PAGE TEXT>

● ● ● ●

The Staccato technology and loxapine that make up AZ-004 will be on display on October 11th as Alexza (ALXA) looks for approval from the FDA. My previous article focused on how Alexza was clearing hurdles to move into a strong position with the FDA. What this article will do is discuss the history of the Staccato technology and its applicability and use in drug delivery with specific emphasis on AZ-004.
Alexza and the Staccato technology was founded by Dr. Alex Zaffaroni. The company was built on the concept of the Staccato technology in use for treating acute and intermittent conditions. Alexza has developed a deep pipeline of products in a short period of time as they have put 5 products into the clinic in only 4 years. Capital constraints have caused Alexza to focus on AZ-004 in 2010. They have (pdf) two migraine programs, a pain program, AZ-002 Staccato alprazolane which they studied for panic, and AZ-007 which is part of their sleep program.
The Staccato system vaporizes drugs instantaneously to create aerosols that look like you have given someone an injection (Staccato Technology Animation Video).

● ● ● ●

EXTRACTED ENTRIES>
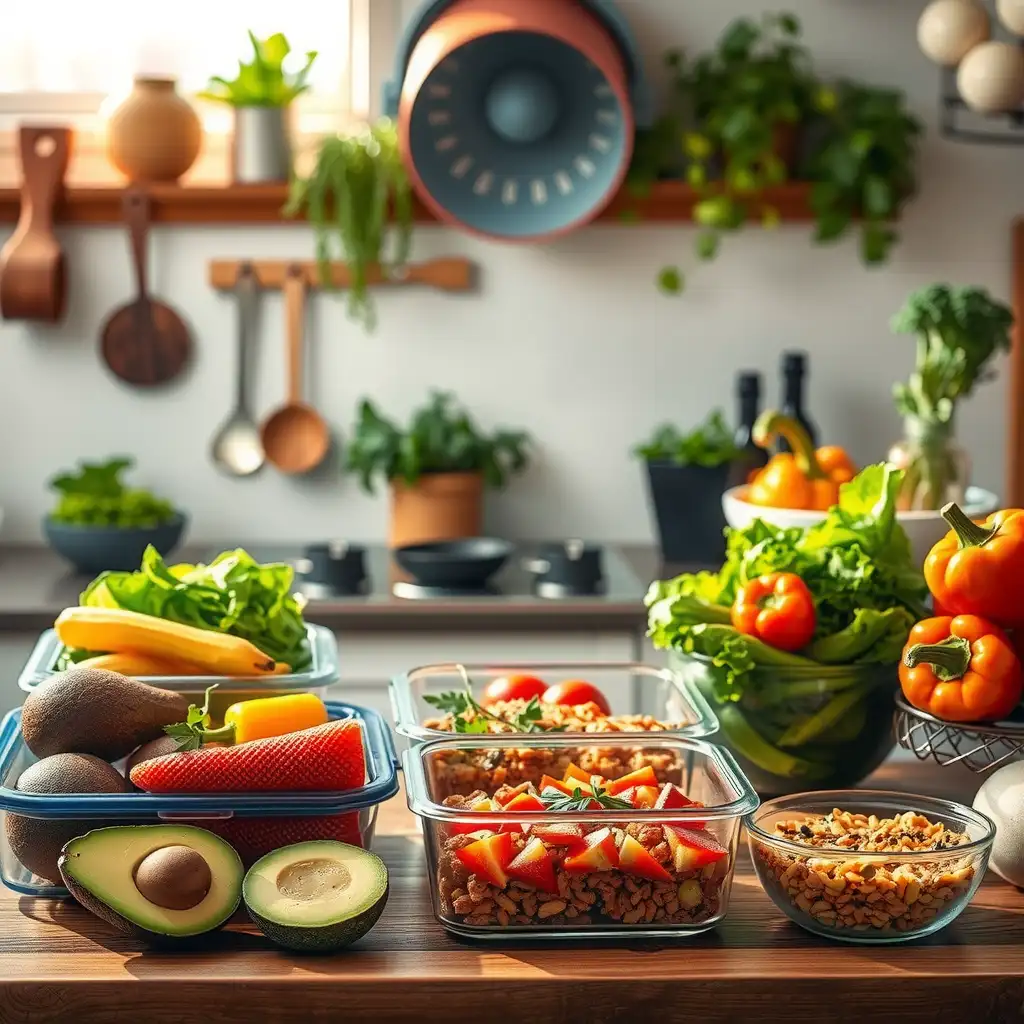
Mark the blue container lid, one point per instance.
(382, 783)
(324, 669)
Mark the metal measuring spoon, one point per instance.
(237, 448)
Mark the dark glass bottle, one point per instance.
(794, 375)
(752, 457)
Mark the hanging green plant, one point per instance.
(357, 185)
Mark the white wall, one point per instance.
(571, 341)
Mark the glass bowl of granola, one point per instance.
(868, 866)
(644, 848)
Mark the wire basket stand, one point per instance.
(980, 748)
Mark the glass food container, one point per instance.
(655, 693)
(254, 823)
(601, 872)
(797, 729)
(869, 897)
(324, 671)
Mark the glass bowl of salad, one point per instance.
(798, 728)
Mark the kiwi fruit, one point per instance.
(37, 842)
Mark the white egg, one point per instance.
(949, 29)
(1012, 15)
(1001, 798)
(990, 78)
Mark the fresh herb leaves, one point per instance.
(460, 704)
(582, 800)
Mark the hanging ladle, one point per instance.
(295, 437)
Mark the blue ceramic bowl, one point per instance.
(93, 549)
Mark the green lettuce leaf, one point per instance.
(233, 594)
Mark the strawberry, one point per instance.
(253, 838)
(326, 758)
(692, 848)
(642, 776)
(634, 859)
(600, 854)
(561, 834)
(488, 858)
(535, 867)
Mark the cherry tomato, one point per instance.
(514, 688)
(576, 691)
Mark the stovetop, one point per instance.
(385, 582)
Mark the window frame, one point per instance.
(375, 27)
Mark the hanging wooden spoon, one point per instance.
(32, 263)
(144, 342)
(295, 437)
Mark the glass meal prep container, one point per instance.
(658, 695)
(324, 671)
(614, 871)
(254, 823)
(909, 866)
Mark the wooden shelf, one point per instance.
(668, 202)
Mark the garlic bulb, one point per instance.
(949, 29)
(1012, 15)
(991, 78)
(1001, 798)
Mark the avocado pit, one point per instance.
(306, 881)
(175, 878)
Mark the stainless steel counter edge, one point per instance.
(36, 585)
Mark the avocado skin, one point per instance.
(123, 925)
(322, 940)
(37, 842)
(91, 711)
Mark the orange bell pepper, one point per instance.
(803, 478)
(961, 669)
(977, 568)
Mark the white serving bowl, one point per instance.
(924, 528)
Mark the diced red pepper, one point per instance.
(692, 848)
(576, 772)
(512, 794)
(634, 859)
(601, 854)
(488, 858)
(547, 782)
(640, 796)
(642, 776)
(564, 834)
(535, 866)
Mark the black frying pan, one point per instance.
(465, 564)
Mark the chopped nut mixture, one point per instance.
(685, 897)
(842, 891)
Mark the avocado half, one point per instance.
(316, 897)
(100, 867)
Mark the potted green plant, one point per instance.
(357, 185)
(436, 467)
(261, 94)
(686, 475)
(863, 166)
(958, 330)
(747, 102)
(100, 523)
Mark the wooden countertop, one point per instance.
(57, 963)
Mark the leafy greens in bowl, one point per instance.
(233, 594)
(820, 717)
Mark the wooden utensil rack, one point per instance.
(446, 274)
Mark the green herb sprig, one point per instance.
(581, 800)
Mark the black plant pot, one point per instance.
(687, 504)
(93, 549)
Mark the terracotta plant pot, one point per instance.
(437, 507)
(154, 134)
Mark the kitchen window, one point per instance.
(67, 64)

● ● ● ●

REQUIREMENT>
Rework the part of the Staccato article that begins at "The Staccato system" and ends after "Technology Animation Video).", putting "mists" in place of "aerosols". The rows have nothing to do with the Staccato article.

ANSWER TO THIS TASK>
The Staccato system vaporizes drugs instantaneously to create mists that look like you have given someone an injection (Staccato Technology Animation Video).